*TASK DIRECTIONS*
Without altering anything, output the material below.

*INPUT DATA*
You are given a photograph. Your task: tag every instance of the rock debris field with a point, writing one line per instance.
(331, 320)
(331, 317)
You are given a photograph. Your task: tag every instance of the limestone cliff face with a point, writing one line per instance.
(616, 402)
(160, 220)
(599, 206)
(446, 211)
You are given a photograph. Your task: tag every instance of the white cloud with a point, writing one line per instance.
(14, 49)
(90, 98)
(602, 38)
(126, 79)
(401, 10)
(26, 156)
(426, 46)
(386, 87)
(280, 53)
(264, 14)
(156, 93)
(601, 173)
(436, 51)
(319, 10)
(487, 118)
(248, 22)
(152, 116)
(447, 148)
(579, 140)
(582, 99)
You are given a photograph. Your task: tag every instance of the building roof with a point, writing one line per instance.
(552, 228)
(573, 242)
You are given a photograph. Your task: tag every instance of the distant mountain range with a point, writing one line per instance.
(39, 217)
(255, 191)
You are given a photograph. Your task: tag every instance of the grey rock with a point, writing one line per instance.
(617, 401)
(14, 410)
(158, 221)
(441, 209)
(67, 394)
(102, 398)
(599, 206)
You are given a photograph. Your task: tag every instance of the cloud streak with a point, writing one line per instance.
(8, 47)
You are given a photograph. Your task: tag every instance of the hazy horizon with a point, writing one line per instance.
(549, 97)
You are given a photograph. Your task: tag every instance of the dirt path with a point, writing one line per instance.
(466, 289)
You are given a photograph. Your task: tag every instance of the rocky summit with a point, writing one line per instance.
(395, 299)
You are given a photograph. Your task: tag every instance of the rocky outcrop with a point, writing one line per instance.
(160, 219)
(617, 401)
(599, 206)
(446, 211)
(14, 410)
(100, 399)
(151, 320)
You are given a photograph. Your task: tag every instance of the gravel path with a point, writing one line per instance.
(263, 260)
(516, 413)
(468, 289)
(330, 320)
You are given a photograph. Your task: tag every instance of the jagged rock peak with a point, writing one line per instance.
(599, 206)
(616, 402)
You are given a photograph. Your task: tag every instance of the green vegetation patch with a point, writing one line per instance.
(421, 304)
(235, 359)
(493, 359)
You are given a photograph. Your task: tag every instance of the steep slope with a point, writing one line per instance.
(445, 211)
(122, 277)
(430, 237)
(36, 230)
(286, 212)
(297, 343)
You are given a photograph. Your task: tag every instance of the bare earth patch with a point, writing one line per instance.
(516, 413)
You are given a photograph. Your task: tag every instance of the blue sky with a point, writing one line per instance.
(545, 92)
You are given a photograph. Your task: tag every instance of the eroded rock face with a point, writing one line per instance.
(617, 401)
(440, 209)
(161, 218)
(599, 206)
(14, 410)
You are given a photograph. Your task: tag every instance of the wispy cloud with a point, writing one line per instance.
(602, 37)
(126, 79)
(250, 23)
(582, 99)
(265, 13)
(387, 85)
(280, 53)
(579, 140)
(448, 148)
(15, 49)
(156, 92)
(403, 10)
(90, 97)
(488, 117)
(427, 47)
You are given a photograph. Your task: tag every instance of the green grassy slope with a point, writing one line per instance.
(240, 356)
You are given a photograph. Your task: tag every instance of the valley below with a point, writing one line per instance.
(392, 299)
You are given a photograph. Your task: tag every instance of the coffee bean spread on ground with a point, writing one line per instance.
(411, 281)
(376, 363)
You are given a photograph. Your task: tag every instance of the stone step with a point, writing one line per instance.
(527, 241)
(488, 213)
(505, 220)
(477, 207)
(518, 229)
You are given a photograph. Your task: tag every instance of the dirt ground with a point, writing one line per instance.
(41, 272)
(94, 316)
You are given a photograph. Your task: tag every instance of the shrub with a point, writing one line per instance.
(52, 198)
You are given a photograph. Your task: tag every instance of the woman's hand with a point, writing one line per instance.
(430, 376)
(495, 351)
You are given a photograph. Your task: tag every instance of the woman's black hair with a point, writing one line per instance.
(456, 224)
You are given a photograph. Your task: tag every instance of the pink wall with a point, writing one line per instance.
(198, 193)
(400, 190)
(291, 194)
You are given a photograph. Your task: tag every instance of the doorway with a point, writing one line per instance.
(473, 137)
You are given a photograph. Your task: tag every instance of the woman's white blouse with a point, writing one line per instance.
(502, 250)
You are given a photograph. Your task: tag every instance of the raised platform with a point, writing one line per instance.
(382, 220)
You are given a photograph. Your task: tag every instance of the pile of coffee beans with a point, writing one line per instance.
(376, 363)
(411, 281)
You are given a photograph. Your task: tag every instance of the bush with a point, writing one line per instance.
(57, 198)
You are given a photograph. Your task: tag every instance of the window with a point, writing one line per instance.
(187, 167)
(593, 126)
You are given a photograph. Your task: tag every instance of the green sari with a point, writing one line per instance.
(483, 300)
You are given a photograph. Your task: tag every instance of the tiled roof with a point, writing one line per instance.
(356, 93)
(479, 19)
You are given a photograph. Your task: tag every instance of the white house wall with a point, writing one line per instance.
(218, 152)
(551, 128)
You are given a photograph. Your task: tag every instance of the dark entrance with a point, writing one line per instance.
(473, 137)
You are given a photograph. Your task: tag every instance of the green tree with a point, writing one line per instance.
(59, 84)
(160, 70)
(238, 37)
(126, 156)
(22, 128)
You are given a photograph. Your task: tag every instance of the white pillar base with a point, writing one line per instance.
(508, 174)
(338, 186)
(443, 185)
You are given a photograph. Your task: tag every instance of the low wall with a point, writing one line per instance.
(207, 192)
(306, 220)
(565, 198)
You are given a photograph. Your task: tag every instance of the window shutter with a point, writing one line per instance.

*ANSWER BELOW*
You are given a photograph. Your task: tag every instance of the rock debris field with a point, writing one line per instance.
(331, 320)
(331, 317)
You are given a photograph. Your task: tag every instance of the limestone cliff face with a point, writing one line per instance.
(616, 402)
(160, 220)
(599, 206)
(446, 211)
You are given a photograph. Your task: tag every instance of the white cloud with a point, writing one line per instance.
(14, 49)
(90, 98)
(602, 38)
(126, 79)
(401, 10)
(26, 156)
(426, 46)
(386, 87)
(280, 53)
(264, 14)
(156, 93)
(601, 173)
(436, 51)
(319, 10)
(487, 118)
(248, 22)
(152, 116)
(447, 148)
(579, 140)
(582, 99)
You are given a photograph. Your task: tag every instance of the building roof with a point, writing one line per instance.
(552, 228)
(573, 242)
You are given a photograph. Your task: tag every instance of the distant mountain range with a point, writing one line per instance.
(39, 217)
(255, 191)
You are given a photograph. Your task: tag every instance of the grey rock with a point, writing one line per instance.
(617, 401)
(14, 410)
(158, 221)
(441, 209)
(67, 394)
(102, 398)
(599, 206)
You are given a photograph. Your task: tag every instance of the cloud streak with a point, writing one line per instance.
(8, 47)
You are given a photograph. Your task: tag every instance of the hazy horizon with a point, writing one line per instance.
(549, 97)
You are given a photograph. Your task: tag every instance of the dirt path with a point, writing one line per instance.
(466, 289)
You are given a photograph. Your task: tag every instance of the rocky summit with a point, writing one line per instance.
(395, 299)
You are given a photograph. Your task: tag every instance of the rocky outcrop with a point, writing one line per instance.
(160, 219)
(617, 401)
(599, 206)
(446, 211)
(14, 410)
(100, 399)
(151, 320)
You are given a photograph. Your task: tag every instance of the gravel path with a point, writing one line per instance.
(263, 260)
(516, 413)
(468, 289)
(330, 320)
You are given a photograph. Your task: tag every instance of the jagged rock peak with a point, writing one line per instance.
(599, 206)
(616, 402)
You are given a photograph. Your task: tag every instance of the green vegetation patch with a point, writing one line per instance.
(421, 304)
(235, 359)
(493, 359)
You are given a photograph. Your task: tag every instance of the steep slope with a point, writing one line per instance.
(445, 211)
(122, 277)
(430, 237)
(36, 230)
(286, 212)
(297, 343)
You are given a photograph. Your task: tag every instance of the bare earth patch with a point, writing one line per instance.
(516, 413)
You are given a photograph. Your task: tag every instance of the blue sky with a point, writing one line per instance.
(545, 92)
You are given a photograph. Your task: tag every instance of the eroded rock face with a point, writing one line per instance.
(617, 401)
(440, 209)
(161, 218)
(599, 206)
(14, 410)
You are given a photograph. Your task: tag every instance of the wispy cloud with a point, writing one line per instance.
(602, 37)
(126, 79)
(250, 23)
(582, 99)
(265, 13)
(387, 85)
(280, 53)
(579, 140)
(448, 148)
(15, 49)
(156, 92)
(403, 10)
(90, 97)
(488, 117)
(427, 47)
You are given a photograph. Your task: tag every instance of the green grassy slope with a point, writing one line per instance.
(240, 356)
You are given a photograph. Your task: tag every instance of the valley below with a point, writing one line per instance.
(392, 299)
You are given a photograph. Your task: tag every instance of the coffee bean spread on ground with a point, writing one line per instance.
(411, 281)
(376, 363)
You are given a photograph. Your task: tag every instance of the stone step with a point, writing one line per instance.
(527, 241)
(488, 213)
(505, 220)
(477, 207)
(518, 229)
You are given a photograph. Your task: tag every instance of the dirt ground with a point, writing one line per instance.
(41, 272)
(94, 316)
You are given a photograph. Your task: tag every instance of the shrub with a point, writing one line per instance.
(52, 198)
You are given a photograph. Your task: tag every instance of the woman's hand with a point, writing one line per instance.
(430, 376)
(495, 351)
You are given a photograph. Your task: tag every instance of the woman's black hair with a point, writing one line per instance.
(456, 224)
You are given a photograph. Your task: tag every instance of the pink wall with a point, writing one line per instance.
(198, 193)
(400, 190)
(291, 194)
You are given a photograph. Your task: tag every instance of the doorway with a point, writing one line per instance.
(473, 137)
You are given a photograph. Your task: tag every instance of the woman's white blouse with a point, writing one line per instance.
(502, 250)
You are given a photograph. Your task: tag every instance of the raised platform with a point, writing one line per instance.
(382, 220)
You are given a photograph. Your task: tag every instance of the pile of coffee beans with a point, writing one line per instance.
(376, 363)
(411, 281)
You are given a photograph. Your task: tag every instance of the bush with a point, writing one line per instance.
(57, 198)
You are given a photograph. Your task: tag every instance of the window with a point, writing one line per instance.
(187, 167)
(593, 126)
You are given a photograph. Your task: tag every instance of the green sari with a point, writing one line per instance.
(483, 300)
You are given a photograph. Your task: tag every instance of the tiled roof with a point, writing one line per instance.
(356, 93)
(479, 19)
You are given a photograph. Your task: tag every instance of the white house wall with a point, writing one line per instance.
(218, 152)
(551, 128)
You are given a photograph. Your task: tag every instance of the dark entrance with a point, writing one line per instance.
(473, 137)
You are given a photograph. Your task: tag every instance of the green tree with a point, writing one line per instance.
(59, 84)
(160, 70)
(238, 37)
(126, 156)
(22, 128)
You are given a photograph. Your task: tag every instance of the white pillar base with a point, writing one line per instance.
(508, 174)
(338, 186)
(443, 185)
You are given a photograph. Your task: tag every instance of the low wall with a point, writing one line per instance.
(207, 192)
(306, 220)
(565, 198)
You are given a photograph. Your task: tag every instance of the window shutter with a point, writing one line per instance.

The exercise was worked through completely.